▶ [EXERCISE DESCRIPTION] Please pick out every line of the records below that contains the word "leaf" and copy each one.

━━━━━━━━━━━━━━━━━━━━

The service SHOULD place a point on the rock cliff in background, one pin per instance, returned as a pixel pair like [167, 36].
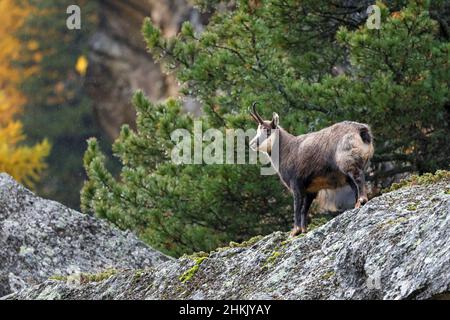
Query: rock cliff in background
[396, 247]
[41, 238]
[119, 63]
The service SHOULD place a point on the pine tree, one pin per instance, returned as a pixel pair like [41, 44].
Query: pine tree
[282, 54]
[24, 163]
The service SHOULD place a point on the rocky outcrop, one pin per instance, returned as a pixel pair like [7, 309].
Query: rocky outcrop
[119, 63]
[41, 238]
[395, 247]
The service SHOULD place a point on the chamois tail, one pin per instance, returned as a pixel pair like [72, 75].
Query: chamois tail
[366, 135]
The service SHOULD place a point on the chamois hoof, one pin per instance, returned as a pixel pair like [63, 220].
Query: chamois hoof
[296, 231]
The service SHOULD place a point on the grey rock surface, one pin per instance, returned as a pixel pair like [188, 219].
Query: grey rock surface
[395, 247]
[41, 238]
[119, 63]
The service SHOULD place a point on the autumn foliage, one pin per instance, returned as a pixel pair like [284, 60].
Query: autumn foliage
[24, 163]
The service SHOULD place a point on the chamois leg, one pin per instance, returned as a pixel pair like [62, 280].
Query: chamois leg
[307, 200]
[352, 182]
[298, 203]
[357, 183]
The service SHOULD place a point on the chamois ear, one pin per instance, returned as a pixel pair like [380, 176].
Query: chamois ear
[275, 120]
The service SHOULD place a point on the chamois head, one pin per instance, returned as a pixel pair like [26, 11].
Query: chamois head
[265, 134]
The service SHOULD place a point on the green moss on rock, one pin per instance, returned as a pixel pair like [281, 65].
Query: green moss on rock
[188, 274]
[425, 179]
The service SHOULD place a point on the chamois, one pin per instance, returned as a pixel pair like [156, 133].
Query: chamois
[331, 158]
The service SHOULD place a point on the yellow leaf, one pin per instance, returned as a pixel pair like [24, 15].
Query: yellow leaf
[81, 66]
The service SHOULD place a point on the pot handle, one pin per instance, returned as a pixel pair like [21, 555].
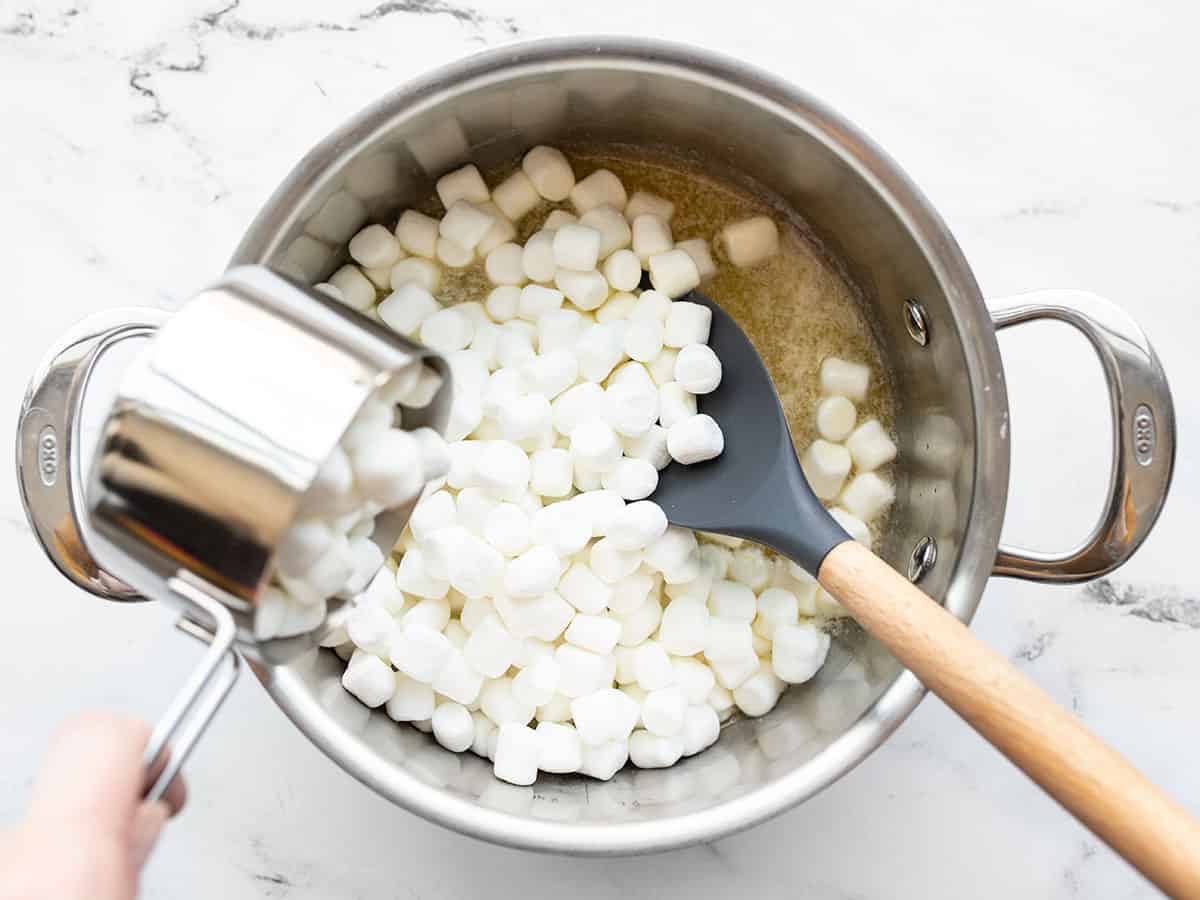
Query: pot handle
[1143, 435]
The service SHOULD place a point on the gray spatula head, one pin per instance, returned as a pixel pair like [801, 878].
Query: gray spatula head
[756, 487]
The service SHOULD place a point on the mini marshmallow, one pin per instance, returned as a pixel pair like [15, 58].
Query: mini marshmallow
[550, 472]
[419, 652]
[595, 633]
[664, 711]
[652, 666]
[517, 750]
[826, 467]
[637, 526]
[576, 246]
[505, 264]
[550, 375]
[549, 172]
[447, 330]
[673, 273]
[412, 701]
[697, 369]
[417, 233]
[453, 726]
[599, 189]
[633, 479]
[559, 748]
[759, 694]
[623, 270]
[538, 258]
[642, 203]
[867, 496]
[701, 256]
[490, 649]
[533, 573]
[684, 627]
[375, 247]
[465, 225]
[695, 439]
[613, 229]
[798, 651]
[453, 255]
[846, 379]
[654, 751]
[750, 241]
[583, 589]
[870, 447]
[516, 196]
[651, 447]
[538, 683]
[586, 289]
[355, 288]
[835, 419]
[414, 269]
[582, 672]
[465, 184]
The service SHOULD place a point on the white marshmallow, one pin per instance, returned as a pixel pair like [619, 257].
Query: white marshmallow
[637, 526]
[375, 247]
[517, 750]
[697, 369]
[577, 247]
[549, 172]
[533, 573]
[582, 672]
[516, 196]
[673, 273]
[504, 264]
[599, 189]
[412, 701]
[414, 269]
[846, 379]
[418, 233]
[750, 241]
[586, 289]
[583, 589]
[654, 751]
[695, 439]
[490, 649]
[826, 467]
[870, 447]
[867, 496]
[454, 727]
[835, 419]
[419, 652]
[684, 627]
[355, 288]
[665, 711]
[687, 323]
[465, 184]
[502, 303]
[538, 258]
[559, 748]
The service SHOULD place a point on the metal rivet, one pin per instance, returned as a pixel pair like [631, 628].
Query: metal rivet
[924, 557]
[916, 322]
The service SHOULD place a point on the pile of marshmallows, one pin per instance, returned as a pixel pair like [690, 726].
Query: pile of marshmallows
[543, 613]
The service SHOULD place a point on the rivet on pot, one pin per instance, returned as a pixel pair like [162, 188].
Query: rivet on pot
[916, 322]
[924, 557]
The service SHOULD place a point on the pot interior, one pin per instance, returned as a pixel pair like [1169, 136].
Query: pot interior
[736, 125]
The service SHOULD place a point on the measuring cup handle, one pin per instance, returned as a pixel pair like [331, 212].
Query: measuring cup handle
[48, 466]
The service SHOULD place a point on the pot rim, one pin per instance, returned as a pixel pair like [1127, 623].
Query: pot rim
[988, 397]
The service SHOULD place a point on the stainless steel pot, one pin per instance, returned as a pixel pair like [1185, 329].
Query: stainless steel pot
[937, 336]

━━━━━━━━━━━━━━━━━━━━

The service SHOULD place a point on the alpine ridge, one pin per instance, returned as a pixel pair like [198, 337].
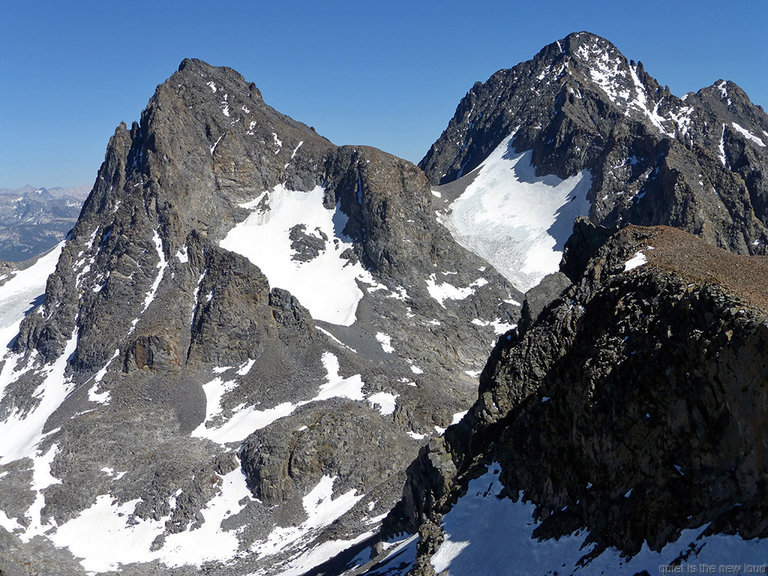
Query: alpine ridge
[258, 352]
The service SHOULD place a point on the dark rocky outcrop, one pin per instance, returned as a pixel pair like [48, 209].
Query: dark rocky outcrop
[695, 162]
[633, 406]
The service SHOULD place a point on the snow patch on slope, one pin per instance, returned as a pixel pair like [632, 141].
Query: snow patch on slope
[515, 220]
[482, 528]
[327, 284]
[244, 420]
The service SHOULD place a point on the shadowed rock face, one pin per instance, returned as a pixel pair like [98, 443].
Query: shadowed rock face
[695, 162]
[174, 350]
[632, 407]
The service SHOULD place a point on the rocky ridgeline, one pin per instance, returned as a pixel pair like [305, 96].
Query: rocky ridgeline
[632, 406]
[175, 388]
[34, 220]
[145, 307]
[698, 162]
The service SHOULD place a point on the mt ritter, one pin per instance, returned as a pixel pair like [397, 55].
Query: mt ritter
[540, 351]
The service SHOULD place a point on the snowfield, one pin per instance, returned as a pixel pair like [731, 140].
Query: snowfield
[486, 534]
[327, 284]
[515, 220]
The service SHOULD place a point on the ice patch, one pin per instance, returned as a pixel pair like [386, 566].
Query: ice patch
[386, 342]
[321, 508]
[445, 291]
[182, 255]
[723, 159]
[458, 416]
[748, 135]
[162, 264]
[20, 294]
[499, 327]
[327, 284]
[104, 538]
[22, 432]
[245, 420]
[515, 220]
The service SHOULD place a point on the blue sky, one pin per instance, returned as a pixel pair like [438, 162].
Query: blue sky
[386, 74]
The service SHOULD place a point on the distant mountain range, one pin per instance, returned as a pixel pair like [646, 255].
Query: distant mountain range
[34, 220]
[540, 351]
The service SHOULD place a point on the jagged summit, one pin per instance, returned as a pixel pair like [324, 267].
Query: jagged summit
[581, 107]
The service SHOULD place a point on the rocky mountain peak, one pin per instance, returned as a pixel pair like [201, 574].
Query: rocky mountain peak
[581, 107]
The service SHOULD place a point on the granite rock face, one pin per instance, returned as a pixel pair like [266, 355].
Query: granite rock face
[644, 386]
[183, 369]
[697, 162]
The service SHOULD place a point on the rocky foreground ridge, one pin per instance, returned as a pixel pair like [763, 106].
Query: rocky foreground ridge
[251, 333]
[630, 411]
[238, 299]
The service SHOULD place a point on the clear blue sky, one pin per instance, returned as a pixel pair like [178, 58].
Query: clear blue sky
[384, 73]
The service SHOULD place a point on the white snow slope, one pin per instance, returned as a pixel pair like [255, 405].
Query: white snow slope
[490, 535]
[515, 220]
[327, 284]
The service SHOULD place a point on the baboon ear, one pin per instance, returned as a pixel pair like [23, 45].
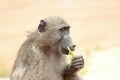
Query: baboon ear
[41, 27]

━━━━━━━━━━━━━━━━━━━━

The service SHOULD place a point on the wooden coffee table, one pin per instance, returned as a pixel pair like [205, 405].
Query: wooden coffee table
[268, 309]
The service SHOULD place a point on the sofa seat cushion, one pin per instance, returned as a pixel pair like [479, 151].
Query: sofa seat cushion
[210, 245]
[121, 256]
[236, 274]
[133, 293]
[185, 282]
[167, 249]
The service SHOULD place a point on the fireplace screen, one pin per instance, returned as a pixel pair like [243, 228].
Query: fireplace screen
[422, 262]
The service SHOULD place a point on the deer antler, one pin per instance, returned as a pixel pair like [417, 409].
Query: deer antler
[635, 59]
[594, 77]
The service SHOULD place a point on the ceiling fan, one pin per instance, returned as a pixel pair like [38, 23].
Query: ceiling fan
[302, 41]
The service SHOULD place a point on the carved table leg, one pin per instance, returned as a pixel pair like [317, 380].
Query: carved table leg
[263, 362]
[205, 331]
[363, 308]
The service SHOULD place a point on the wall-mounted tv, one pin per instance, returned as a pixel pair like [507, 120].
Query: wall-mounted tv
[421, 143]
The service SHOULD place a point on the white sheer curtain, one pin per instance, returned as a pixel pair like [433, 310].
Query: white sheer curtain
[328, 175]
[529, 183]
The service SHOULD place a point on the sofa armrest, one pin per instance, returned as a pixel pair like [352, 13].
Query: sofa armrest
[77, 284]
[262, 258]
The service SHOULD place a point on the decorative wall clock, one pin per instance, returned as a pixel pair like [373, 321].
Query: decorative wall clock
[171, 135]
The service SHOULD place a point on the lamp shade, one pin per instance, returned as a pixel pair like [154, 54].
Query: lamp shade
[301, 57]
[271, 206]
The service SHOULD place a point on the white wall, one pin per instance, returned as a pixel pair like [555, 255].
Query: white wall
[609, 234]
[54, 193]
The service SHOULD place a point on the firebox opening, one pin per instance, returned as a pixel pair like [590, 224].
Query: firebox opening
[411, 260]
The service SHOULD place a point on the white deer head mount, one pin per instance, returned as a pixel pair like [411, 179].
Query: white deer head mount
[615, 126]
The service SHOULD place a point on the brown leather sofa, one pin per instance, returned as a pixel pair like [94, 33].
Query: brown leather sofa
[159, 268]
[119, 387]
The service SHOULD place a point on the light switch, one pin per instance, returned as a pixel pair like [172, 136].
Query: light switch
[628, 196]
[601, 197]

━━━━━━━━━━━━━━━━━━━━

▶ [EXERCISE OUTPUT]
The service SHOULD place a point on the yellow leaf, one pin per instance, returned as a pixel pair like [24, 15].
Query: yellow leaf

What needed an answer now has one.